TASK PROMPT: From the line containing "trace --target=dark lab" down to the last line, set down each line exactly as it is, and nothing more. Leave the pictures out.

Part of a data file
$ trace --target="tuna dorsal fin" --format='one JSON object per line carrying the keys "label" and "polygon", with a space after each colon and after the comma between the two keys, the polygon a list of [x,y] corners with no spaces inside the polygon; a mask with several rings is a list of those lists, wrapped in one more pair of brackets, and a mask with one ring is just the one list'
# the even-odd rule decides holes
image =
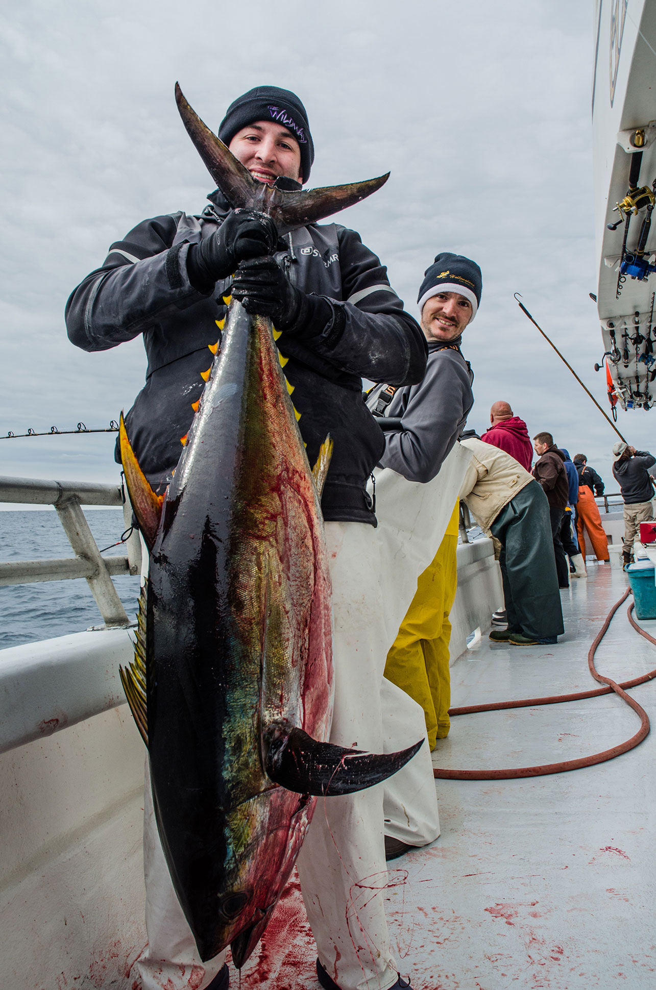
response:
{"label": "tuna dorsal fin", "polygon": [[318,742],[302,729],[277,723],[265,733],[265,769],[280,787],[297,794],[353,794],[386,780],[420,748],[423,740],[398,752],[374,753]]}
{"label": "tuna dorsal fin", "polygon": [[130,705],[130,711],[146,745],[148,745],[148,715],[146,709],[146,585],[139,596],[135,658],[129,667],[119,667],[121,683]]}
{"label": "tuna dorsal fin", "polygon": [[249,207],[272,217],[283,235],[345,210],[380,189],[389,172],[364,182],[349,182],[322,189],[284,190],[257,182],[230,148],[203,124],[175,83],[175,102],[182,123],[196,150],[233,209]]}
{"label": "tuna dorsal fin", "polygon": [[321,498],[321,492],[323,491],[323,486],[326,482],[326,476],[328,474],[328,468],[330,467],[330,459],[333,455],[334,446],[335,445],[333,443],[333,439],[330,434],[328,434],[319,447],[319,456],[316,459],[316,464],[312,468],[312,477],[314,478],[314,484],[316,485],[319,498]]}
{"label": "tuna dorsal fin", "polygon": [[125,429],[123,413],[119,423],[119,440],[121,445],[121,461],[125,471],[125,480],[128,485],[130,501],[135,510],[135,516],[139,523],[139,529],[144,534],[144,540],[149,547],[153,546],[155,538],[160,527],[162,516],[162,504],[164,495],[157,495],[151,488],[148,478],[139,466],[139,461],[132,449],[132,445],[128,439],[128,431]]}

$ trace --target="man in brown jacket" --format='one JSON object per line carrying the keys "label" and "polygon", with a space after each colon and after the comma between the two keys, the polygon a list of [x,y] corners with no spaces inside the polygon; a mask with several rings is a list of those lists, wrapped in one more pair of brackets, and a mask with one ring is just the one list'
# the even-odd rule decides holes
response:
{"label": "man in brown jacket", "polygon": [[533,437],[533,446],[538,454],[538,460],[533,467],[533,477],[542,486],[549,503],[551,519],[551,535],[554,541],[554,556],[558,573],[558,587],[569,588],[570,574],[567,557],[560,540],[560,528],[563,513],[567,507],[570,486],[565,470],[565,454],[554,444],[549,433],[536,434]]}

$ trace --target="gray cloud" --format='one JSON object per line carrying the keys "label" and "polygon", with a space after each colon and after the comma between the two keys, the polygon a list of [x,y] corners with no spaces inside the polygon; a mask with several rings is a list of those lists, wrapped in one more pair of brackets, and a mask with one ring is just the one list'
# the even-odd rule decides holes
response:
{"label": "gray cloud", "polygon": [[[284,15],[281,11],[284,10]],[[595,305],[593,10],[553,0],[337,0],[292,15],[252,0],[28,0],[1,25],[0,436],[104,426],[143,383],[139,341],[86,354],[63,307],[108,246],[147,216],[199,212],[211,183],[173,102],[205,122],[261,82],[304,101],[315,185],[391,169],[343,222],[387,264],[413,311],[437,251],[475,257],[483,303],[464,349],[470,425],[510,401],[529,432],[583,448],[609,487],[613,434],[518,310],[518,290],[600,402]],[[619,415],[649,446],[642,411]],[[0,441],[5,474],[116,476],[112,438]]]}

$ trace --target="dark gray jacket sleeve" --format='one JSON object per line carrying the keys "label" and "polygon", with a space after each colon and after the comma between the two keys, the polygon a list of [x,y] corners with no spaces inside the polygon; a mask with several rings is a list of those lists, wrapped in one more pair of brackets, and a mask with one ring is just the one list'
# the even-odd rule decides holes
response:
{"label": "dark gray jacket sleeve", "polygon": [[458,440],[472,402],[462,357],[453,350],[429,357],[423,381],[409,390],[401,432],[384,435],[383,466],[408,481],[431,481]]}
{"label": "dark gray jacket sleeve", "polygon": [[332,318],[294,333],[308,350],[335,368],[390,385],[420,382],[426,368],[426,339],[387,279],[387,269],[355,231],[340,228],[343,301],[326,300]]}
{"label": "dark gray jacket sleeve", "polygon": [[205,298],[189,282],[188,244],[171,247],[180,216],[139,224],[73,290],[65,311],[72,344],[83,350],[107,350],[148,330],[167,311]]}

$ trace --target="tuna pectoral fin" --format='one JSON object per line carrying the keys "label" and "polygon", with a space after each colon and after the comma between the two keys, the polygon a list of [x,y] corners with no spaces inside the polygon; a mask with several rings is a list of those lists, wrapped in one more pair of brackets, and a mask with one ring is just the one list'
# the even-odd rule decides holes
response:
{"label": "tuna pectoral fin", "polygon": [[353,794],[386,780],[411,759],[423,740],[399,752],[363,752],[317,742],[302,729],[271,726],[266,733],[265,769],[280,787],[316,797]]}
{"label": "tuna pectoral fin", "polygon": [[312,477],[314,478],[314,484],[316,485],[319,498],[321,498],[321,492],[323,491],[323,486],[326,482],[326,476],[328,474],[328,468],[330,467],[330,459],[333,455],[334,446],[335,445],[333,444],[332,437],[328,434],[319,447],[319,456],[317,457],[316,464],[312,468]]}
{"label": "tuna pectoral fin", "polygon": [[160,527],[162,516],[162,504],[164,495],[156,495],[151,488],[148,478],[139,466],[139,461],[132,449],[132,444],[128,439],[128,431],[125,429],[123,413],[119,424],[119,441],[121,445],[121,461],[125,471],[125,480],[128,485],[130,501],[135,511],[139,529],[144,534],[144,540],[151,549],[155,543]]}
{"label": "tuna pectoral fin", "polygon": [[147,591],[143,587],[139,596],[135,658],[129,667],[119,667],[119,674],[130,711],[137,723],[141,737],[148,745],[148,715],[146,711],[146,610]]}

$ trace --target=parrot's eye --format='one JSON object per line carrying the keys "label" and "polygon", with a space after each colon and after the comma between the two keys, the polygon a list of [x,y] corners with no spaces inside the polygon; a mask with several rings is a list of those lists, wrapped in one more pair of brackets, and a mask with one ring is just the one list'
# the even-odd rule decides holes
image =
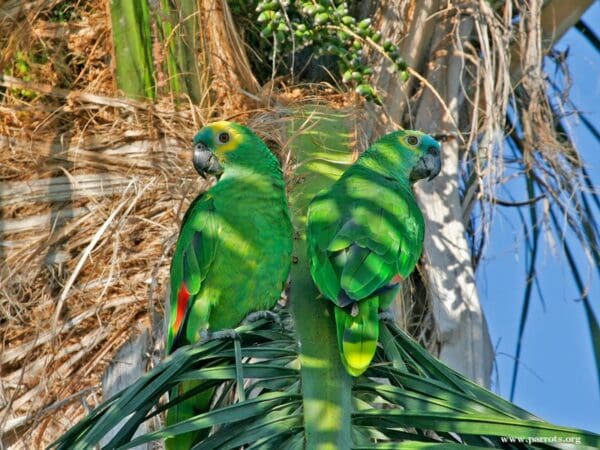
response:
{"label": "parrot's eye", "polygon": [[419,145],[419,138],[412,134],[406,136],[404,139],[408,145]]}

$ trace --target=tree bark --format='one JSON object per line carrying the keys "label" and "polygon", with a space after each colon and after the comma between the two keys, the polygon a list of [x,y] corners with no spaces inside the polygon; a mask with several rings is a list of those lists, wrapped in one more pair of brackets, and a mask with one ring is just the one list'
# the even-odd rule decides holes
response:
{"label": "tree bark", "polygon": [[[387,131],[390,125],[396,123],[432,134],[457,135],[456,124],[465,100],[461,84],[465,61],[456,45],[470,36],[472,19],[450,17],[441,12],[444,6],[437,0],[391,0],[384,2],[381,8],[381,24],[376,26],[383,30],[384,40],[397,40],[397,35],[389,33],[399,30],[386,25],[386,22],[393,20],[394,11],[405,11],[403,55],[409,66],[422,73],[430,86],[423,83],[416,86],[422,93],[416,109],[410,110],[408,96],[414,91],[413,85],[417,80],[403,85],[395,76],[380,76],[376,87],[387,92],[384,108],[388,119],[387,124],[379,127],[378,133]],[[440,16],[436,20],[430,19],[436,13]],[[458,35],[452,39],[454,27],[459,27]],[[439,93],[447,109],[432,89]],[[459,150],[460,142],[456,139],[444,143],[440,175],[432,182],[415,186],[426,223],[424,281],[435,318],[440,358],[487,387],[490,385],[494,355],[462,219],[458,186]]]}

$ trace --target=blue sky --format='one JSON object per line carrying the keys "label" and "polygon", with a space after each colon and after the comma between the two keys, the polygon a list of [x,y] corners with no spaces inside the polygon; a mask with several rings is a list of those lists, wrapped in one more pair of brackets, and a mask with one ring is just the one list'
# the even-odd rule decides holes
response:
{"label": "blue sky", "polygon": [[[600,32],[595,26],[600,24],[600,2],[594,3],[583,20],[596,33]],[[556,48],[562,51],[567,46],[573,79],[571,99],[600,129],[599,55],[576,30],[568,32]],[[600,186],[600,146],[576,119],[570,125],[594,185]],[[523,212],[527,213],[525,209]],[[519,223],[514,208],[498,208],[491,242],[477,274],[497,352],[493,389],[506,398],[510,394],[526,277],[524,238]],[[561,248],[553,250],[546,238],[543,242],[537,271],[545,307],[534,291],[514,401],[550,422],[600,433],[600,391],[583,305],[577,300],[579,294]],[[575,241],[572,249],[577,249],[579,267],[589,283],[590,301],[600,317],[597,272]]]}

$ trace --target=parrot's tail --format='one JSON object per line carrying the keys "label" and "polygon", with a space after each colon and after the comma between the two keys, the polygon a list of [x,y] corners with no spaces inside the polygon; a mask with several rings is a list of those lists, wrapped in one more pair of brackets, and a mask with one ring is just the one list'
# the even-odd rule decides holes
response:
{"label": "parrot's tail", "polygon": [[[179,384],[169,394],[169,399],[173,399],[177,395],[183,395],[185,392],[198,386],[197,381],[185,381]],[[185,399],[181,403],[169,408],[167,411],[167,426],[175,425],[190,417],[197,416],[203,412],[207,412],[210,407],[210,402],[214,394],[214,389],[204,391],[201,394],[194,395]],[[188,450],[197,442],[208,436],[209,430],[193,431],[184,433],[172,438],[165,439],[165,448],[167,450]]]}
{"label": "parrot's tail", "polygon": [[[357,311],[358,310],[358,311]],[[335,308],[338,347],[350,375],[361,375],[369,364],[379,339],[379,298],[371,297],[347,308]]]}

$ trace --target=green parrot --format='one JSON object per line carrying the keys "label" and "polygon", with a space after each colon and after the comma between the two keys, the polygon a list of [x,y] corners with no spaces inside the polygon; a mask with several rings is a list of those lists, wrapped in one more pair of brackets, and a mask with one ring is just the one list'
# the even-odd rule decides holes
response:
{"label": "green parrot", "polygon": [[379,313],[421,256],[425,225],[411,184],[439,173],[440,149],[419,131],[387,134],[308,206],[310,272],[334,303],[340,357],[352,376],[371,363]]}
{"label": "green parrot", "polygon": [[[194,167],[218,181],[192,202],[181,224],[171,262],[167,354],[271,309],[291,264],[283,173],[265,143],[248,128],[223,121],[200,130],[194,145]],[[176,391],[194,386],[182,383]],[[207,411],[211,397],[196,395],[170,408],[167,425]],[[166,446],[187,449],[198,436],[179,435]]]}

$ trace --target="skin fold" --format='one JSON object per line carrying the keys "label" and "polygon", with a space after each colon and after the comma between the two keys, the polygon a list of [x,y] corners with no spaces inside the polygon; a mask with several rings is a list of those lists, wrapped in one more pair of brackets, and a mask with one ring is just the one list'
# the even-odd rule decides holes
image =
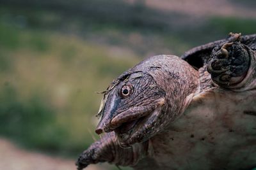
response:
{"label": "skin fold", "polygon": [[95,132],[104,134],[77,169],[102,162],[149,170],[255,167],[256,55],[248,39],[256,38],[231,34],[192,49],[187,62],[157,55],[121,74],[102,92]]}

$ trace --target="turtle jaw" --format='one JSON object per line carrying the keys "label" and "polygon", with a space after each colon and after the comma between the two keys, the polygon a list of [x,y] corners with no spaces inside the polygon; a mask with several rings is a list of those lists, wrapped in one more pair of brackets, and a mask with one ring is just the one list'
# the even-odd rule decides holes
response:
{"label": "turtle jaw", "polygon": [[119,145],[127,148],[135,144],[148,140],[159,131],[157,124],[163,105],[157,106],[147,116],[131,122],[127,122],[115,129]]}

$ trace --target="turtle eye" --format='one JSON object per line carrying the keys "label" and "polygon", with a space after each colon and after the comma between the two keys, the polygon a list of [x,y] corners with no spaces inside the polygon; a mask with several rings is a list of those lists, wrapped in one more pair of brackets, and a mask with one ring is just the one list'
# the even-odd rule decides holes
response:
{"label": "turtle eye", "polygon": [[124,85],[120,90],[120,96],[122,98],[126,98],[133,93],[133,87],[132,85]]}

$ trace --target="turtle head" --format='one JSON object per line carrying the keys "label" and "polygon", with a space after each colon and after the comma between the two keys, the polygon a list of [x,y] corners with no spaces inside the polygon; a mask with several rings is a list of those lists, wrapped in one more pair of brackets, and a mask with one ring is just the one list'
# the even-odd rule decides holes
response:
{"label": "turtle head", "polygon": [[147,126],[154,124],[152,115],[161,113],[164,102],[164,91],[150,75],[143,72],[124,74],[104,92],[95,132],[115,131],[123,146],[129,139],[133,139],[129,144],[142,142],[154,133],[154,129],[149,133]]}
{"label": "turtle head", "polygon": [[96,133],[114,131],[123,147],[148,140],[185,107],[185,98],[197,87],[193,71],[177,57],[158,55],[125,72],[103,92]]}

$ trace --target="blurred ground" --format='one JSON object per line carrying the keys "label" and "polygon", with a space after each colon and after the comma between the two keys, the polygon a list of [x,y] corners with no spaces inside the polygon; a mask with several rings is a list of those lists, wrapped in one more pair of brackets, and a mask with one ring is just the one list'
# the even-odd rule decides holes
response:
{"label": "blurred ground", "polygon": [[[76,169],[73,160],[56,158],[31,152],[15,146],[0,138],[0,169],[9,170],[70,170]],[[104,170],[98,166],[90,166],[88,170]]]}
{"label": "blurred ground", "polygon": [[255,33],[255,2],[0,0],[0,136],[23,147],[1,140],[1,166],[31,159],[51,168],[61,160],[74,169],[99,138],[95,92],[147,57]]}

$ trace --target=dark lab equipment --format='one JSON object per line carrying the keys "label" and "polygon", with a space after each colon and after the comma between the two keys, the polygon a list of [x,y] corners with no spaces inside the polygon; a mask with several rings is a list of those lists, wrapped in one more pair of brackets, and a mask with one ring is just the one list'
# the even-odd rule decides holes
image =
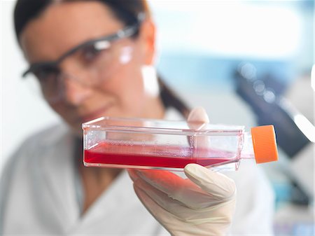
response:
{"label": "dark lab equipment", "polygon": [[294,158],[310,141],[295,123],[294,109],[281,95],[284,85],[271,74],[258,78],[255,72],[249,63],[239,67],[234,76],[236,92],[251,107],[258,125],[274,125],[279,146]]}
{"label": "dark lab equipment", "polygon": [[[256,68],[249,63],[240,64],[234,78],[236,92],[251,106],[256,115],[258,125],[274,125],[278,146],[293,159],[310,141],[294,120],[295,108],[281,96],[285,85],[270,74],[257,78]],[[307,205],[309,196],[288,174],[291,183],[291,202]]]}

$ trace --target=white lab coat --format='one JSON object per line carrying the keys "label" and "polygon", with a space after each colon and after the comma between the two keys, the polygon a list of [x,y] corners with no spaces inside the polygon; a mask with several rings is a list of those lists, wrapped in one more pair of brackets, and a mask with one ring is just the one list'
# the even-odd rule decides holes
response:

TASK RESPONSE:
$ trace --target=dark lab equipment --format='one JSON object per line carrying the keys "label" and "polygon", with a space after each colon and after the comma between the two keys, the polygon a list of [x,y] corners with no spaces inside the polygon; a mask with several rings is a list of those lists, wrapped in one more pair of brackets, and a mask with one ring is just the one list'
# the even-odd rule decides holes
image =
response:
{"label": "dark lab equipment", "polygon": [[294,158],[310,141],[295,123],[294,109],[281,95],[284,85],[271,74],[258,78],[255,72],[249,63],[239,67],[234,76],[236,92],[251,107],[258,125],[274,125],[279,146]]}
{"label": "dark lab equipment", "polygon": [[[256,68],[249,63],[240,64],[234,78],[236,92],[251,106],[256,115],[258,125],[274,125],[278,146],[293,159],[310,141],[294,120],[295,108],[281,96],[285,85],[270,74],[257,78]],[[307,205],[309,196],[288,174],[291,183],[291,202]]]}

$ trace --target=white lab coat --format='one JSON object per line carrying the keys "label" and "polygon", with a space after each colon and after the comma between the two keys, the polygon a list of [x,y] corners with no spaces inside the polygon; a mask with several rings is a list of those lists, wrapped in one more pair of brackets, and a mask with one ring is just the one list'
# the even-odd rule decides holes
response:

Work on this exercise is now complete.